### Task requirements
State only how many lines of the data below contain the string "mushroom". Matches must have the same letter case.

### The data
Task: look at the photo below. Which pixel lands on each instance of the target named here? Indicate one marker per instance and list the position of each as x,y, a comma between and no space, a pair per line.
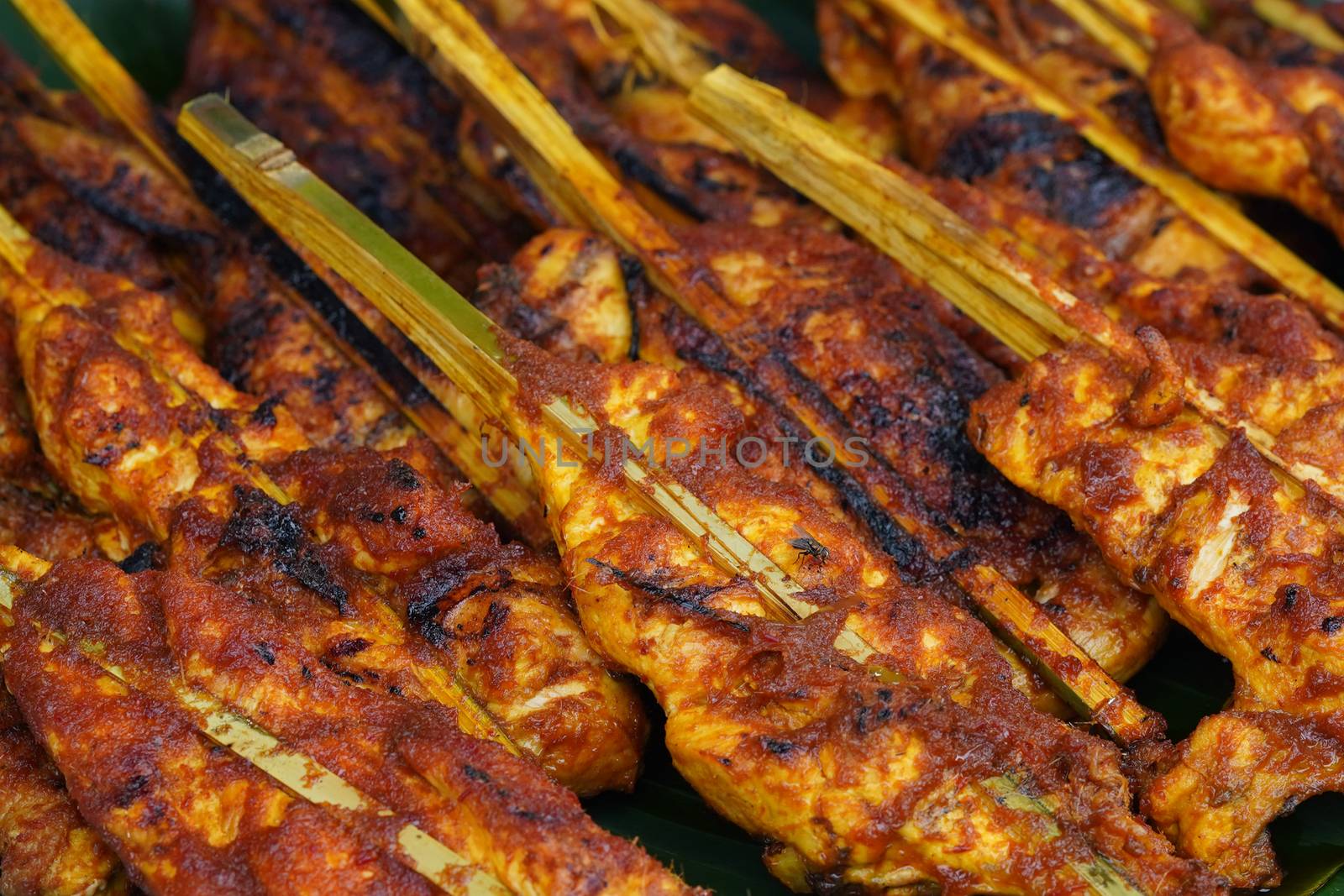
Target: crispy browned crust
867,349
1233,551
45,846
188,817
786,736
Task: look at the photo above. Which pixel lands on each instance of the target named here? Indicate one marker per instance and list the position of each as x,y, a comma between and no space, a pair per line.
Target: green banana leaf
1184,683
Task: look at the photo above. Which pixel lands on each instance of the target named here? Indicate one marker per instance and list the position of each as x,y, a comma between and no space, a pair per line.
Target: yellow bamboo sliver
1215,214
1128,51
292,770
98,76
804,150
454,333
108,83
1305,23
460,51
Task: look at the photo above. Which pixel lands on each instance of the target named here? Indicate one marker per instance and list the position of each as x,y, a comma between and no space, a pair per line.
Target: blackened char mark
147,557
913,560
638,168
983,147
699,345
1077,181
228,206
260,527
689,598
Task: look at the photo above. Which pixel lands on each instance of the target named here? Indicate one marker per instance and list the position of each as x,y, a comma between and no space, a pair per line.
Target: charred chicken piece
1233,550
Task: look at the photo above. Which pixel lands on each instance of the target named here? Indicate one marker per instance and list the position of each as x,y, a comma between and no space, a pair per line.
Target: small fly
810,547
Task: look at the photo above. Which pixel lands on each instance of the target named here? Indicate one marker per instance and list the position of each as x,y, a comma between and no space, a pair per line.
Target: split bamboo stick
1214,212
17,249
460,51
449,329
448,423
292,770
1305,23
804,152
98,76
459,338
1128,51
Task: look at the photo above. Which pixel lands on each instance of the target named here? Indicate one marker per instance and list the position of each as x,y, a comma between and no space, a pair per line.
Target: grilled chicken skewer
185,813
1276,759
1263,130
515,641
176,490
981,580
353,642
1225,338
1277,752
1095,624
1211,211
1234,553
765,701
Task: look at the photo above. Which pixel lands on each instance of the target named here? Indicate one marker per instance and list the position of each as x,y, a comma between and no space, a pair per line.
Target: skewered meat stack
618,575
1012,436
680,396
333,563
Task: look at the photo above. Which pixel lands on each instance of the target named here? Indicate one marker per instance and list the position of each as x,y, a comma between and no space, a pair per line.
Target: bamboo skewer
459,50
463,340
98,76
1214,212
1128,51
1305,23
292,770
875,201
17,249
454,335
114,92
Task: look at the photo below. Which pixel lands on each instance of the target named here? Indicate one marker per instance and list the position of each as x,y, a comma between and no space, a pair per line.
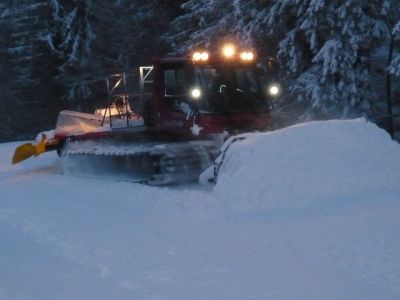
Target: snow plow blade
29,149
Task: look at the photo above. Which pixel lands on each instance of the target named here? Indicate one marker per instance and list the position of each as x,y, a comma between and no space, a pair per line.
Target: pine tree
325,51
395,65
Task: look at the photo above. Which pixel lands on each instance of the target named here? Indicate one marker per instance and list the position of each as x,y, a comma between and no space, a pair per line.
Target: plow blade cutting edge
30,149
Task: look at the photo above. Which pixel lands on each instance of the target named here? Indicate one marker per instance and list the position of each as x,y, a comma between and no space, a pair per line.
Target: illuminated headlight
274,89
195,93
200,56
204,56
228,50
196,56
247,56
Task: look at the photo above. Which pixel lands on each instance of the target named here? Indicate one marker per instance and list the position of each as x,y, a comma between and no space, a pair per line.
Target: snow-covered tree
395,65
325,50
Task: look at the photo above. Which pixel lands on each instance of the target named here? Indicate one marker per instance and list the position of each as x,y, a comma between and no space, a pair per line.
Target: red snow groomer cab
173,130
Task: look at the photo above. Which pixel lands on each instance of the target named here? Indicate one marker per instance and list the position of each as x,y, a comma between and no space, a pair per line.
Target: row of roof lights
228,51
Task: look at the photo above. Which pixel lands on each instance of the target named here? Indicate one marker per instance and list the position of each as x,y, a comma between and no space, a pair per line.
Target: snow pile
309,212
311,163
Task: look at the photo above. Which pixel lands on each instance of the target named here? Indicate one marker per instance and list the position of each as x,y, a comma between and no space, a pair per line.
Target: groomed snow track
153,163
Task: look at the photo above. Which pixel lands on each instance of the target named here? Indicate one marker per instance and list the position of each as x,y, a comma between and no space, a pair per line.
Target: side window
175,82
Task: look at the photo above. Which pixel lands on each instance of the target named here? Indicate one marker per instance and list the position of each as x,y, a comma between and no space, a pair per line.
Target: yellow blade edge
23,152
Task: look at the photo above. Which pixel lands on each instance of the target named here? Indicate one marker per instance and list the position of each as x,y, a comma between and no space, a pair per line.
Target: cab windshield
228,89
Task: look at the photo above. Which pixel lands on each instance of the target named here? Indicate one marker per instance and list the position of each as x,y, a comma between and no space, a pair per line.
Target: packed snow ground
307,212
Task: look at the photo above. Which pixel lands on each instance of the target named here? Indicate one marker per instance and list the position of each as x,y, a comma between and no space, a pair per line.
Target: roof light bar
247,56
200,56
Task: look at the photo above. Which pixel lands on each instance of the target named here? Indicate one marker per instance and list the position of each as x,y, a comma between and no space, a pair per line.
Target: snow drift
309,212
313,162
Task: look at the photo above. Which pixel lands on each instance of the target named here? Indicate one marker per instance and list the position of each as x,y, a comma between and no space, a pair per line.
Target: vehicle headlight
229,50
274,89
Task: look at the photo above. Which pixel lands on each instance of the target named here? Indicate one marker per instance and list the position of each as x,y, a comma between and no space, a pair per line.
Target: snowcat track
151,163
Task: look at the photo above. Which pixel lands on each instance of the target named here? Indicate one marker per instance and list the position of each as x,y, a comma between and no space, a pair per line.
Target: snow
307,212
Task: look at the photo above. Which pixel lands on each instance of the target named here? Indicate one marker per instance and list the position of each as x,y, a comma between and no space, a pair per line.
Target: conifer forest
337,59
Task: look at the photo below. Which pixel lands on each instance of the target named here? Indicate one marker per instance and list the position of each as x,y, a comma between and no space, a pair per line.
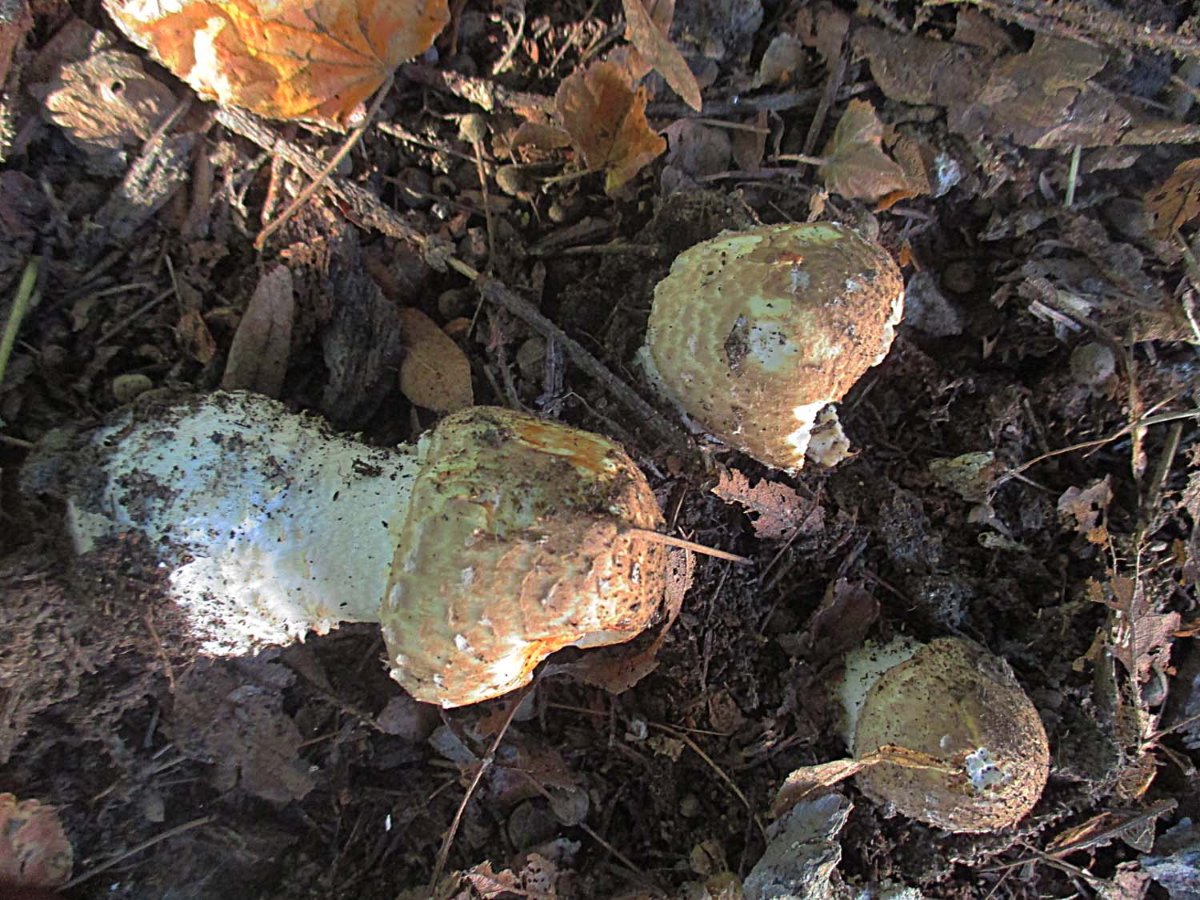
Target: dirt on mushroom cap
954,701
517,543
753,333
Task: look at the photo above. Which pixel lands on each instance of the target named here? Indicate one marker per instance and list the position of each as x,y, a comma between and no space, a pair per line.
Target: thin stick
375,215
137,849
684,544
315,185
719,771
1073,177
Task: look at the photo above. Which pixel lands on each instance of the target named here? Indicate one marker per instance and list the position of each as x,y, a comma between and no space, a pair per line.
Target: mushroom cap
954,701
516,544
754,333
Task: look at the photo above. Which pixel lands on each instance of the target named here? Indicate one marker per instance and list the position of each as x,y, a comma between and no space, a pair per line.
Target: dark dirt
306,773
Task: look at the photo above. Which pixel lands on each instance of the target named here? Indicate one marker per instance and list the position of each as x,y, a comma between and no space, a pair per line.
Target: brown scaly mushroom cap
954,701
517,544
755,334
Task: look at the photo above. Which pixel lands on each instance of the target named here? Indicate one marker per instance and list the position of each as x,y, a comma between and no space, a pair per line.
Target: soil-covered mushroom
983,753
492,543
754,335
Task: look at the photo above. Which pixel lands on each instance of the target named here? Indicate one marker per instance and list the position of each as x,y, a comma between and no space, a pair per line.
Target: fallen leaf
1139,631
808,780
1175,202
649,37
779,511
843,619
316,60
258,357
749,145
1086,505
856,166
436,373
34,849
231,713
605,117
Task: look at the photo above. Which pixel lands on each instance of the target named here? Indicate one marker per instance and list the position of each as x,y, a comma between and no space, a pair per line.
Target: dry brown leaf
258,357
648,34
1086,505
34,849
779,509
749,147
856,166
605,117
316,60
436,373
843,619
1176,202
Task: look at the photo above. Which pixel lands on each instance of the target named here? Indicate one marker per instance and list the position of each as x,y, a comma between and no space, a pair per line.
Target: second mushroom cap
755,334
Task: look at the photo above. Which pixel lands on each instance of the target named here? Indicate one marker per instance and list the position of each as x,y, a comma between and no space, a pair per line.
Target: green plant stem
21,305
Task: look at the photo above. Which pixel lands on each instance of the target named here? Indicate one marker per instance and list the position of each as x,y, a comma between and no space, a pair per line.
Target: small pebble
129,387
1092,364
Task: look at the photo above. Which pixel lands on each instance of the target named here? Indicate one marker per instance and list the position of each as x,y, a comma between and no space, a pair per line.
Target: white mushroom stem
273,523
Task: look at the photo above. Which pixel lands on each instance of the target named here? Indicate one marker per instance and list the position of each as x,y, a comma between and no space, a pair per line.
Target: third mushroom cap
754,335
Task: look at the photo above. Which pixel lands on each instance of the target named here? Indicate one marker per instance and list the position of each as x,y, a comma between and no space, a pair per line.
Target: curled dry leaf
34,849
436,373
605,117
647,30
316,60
1175,202
779,511
1086,507
258,357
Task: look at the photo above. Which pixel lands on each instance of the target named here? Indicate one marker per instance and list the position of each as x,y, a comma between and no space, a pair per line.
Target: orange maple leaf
317,60
605,117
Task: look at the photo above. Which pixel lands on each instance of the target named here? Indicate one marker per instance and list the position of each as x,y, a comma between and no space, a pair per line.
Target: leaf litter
1032,174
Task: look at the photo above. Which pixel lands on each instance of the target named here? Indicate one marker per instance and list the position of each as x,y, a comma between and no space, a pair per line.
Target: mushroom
954,739
754,335
492,543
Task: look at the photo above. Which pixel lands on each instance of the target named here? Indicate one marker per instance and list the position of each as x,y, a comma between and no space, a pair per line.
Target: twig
484,766
683,544
1073,177
497,293
718,769
137,849
1143,421
315,185
372,214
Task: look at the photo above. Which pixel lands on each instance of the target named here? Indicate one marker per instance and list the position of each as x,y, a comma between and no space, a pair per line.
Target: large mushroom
492,543
979,753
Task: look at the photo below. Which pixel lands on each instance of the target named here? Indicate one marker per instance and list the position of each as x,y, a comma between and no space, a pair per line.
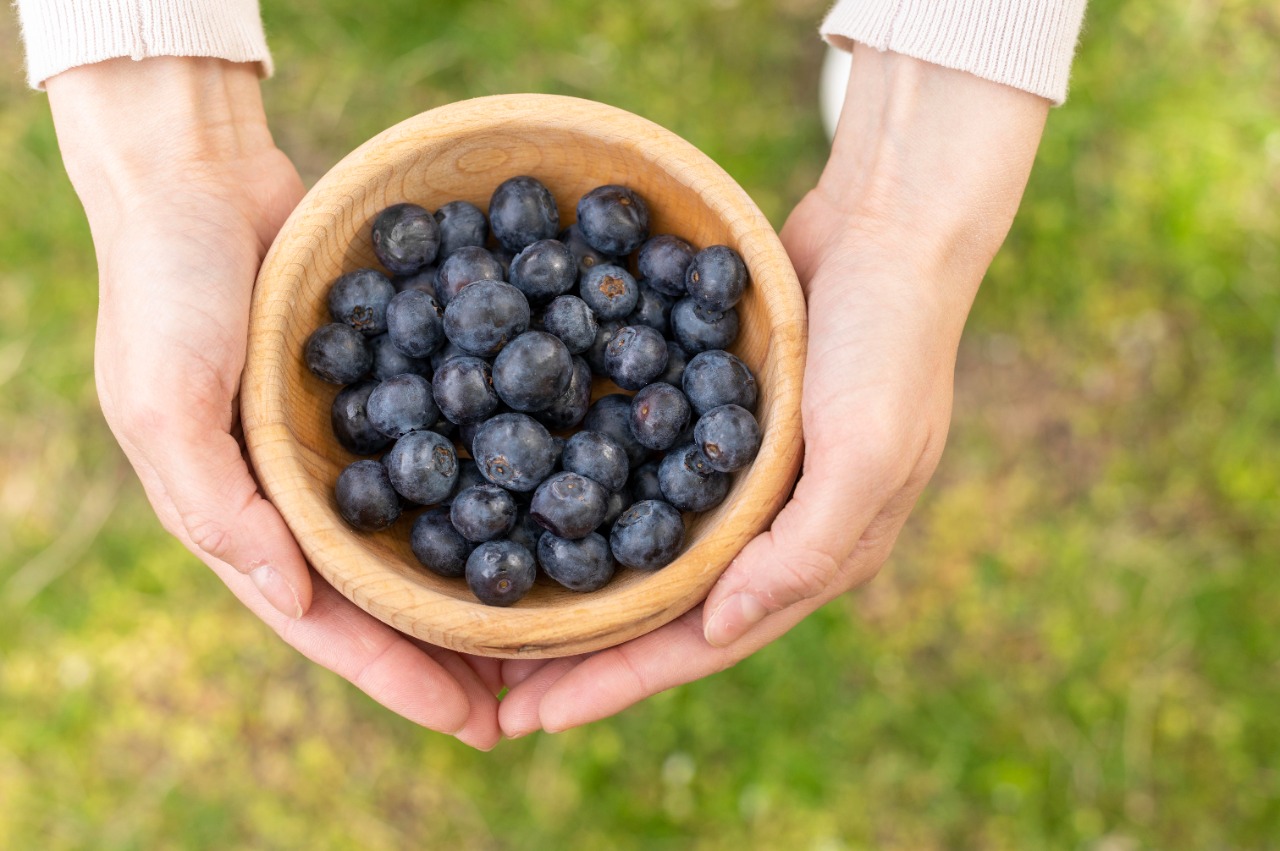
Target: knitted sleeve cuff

### Reply to the task
9